Nothing in the records may be left out or altered; reproduce them all exactly.
********
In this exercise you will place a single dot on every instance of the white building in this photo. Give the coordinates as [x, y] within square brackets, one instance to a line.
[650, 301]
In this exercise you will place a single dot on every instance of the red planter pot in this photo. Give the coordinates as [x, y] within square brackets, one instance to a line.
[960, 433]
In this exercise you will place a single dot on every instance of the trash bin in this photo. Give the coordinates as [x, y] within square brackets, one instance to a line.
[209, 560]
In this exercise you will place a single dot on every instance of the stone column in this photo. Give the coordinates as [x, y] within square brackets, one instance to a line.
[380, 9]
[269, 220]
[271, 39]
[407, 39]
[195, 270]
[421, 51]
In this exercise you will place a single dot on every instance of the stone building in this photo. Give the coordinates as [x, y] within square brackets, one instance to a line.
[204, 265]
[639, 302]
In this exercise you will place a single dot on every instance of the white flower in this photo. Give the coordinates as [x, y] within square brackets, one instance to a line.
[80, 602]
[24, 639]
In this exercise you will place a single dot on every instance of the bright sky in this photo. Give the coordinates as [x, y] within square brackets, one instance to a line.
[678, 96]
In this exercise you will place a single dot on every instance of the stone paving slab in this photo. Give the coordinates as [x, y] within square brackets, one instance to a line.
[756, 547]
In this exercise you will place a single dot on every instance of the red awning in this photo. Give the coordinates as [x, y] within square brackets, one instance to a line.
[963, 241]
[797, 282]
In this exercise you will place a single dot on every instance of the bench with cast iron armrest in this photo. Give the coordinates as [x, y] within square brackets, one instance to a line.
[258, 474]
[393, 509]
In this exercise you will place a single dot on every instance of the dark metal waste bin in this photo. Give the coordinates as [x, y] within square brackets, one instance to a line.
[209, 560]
********
**Solved problem**
In this exercise you will place a single dot on every instance of the white building in this photo. Give the coordinates as [x, y] within square brackets, one instance to a line.
[650, 301]
In this exercise you will place a single dot on every instance of the red planter pot in this photo. Give the coordinates as [x, y] within square brackets, one instance to a line.
[960, 433]
In this exercise you will place a single dot on every instance of the trash bin in this photo. Give the coordinates as [x, y] within square brackets, one instance to a line.
[209, 560]
In this exercise you will place a single dot on every instance of the stone column in this photo. Give the coordinates as [x, y] within square brackets, one instance to a line.
[380, 9]
[269, 220]
[271, 39]
[407, 39]
[195, 270]
[421, 51]
In this exercise you will place a single dot on every instance of the stone building in this photo. Give the coordinates as [x, y] within square brackets, one instance to a line.
[204, 265]
[639, 302]
In this exercise you will place a single dot on every instance of the white flower in this photo. Give the coordinates as [x, y] within square brackets, one instance to a line.
[80, 602]
[24, 639]
In this exercise you will place a single dot on every instance of the bright sky in this photo. Give the coordinates as [x, y] within square brackets, one instance to a line.
[678, 96]
In this exercise you will place a single dot on every instance of the stone paving slab in this photo. Give the coordinates as [x, y] within square brackets, one instance to a line.
[756, 547]
In this exercise you will place a single dot on every instance of the red awning in this photo. Give the coordinates as [x, y] within square brackets, one instance to a line.
[963, 241]
[797, 282]
In this exercise you will place a single dot on every instance of the bench with cast iron armrest in this photo. Give the coordinates as [x, y] within square brackets, one instance to a line.
[258, 474]
[393, 509]
In this exercise you will place a single dot on every instance of the dark metal waste bin in this photo. Give the coordinates as [x, y] within square brackets, one instance to a line.
[209, 560]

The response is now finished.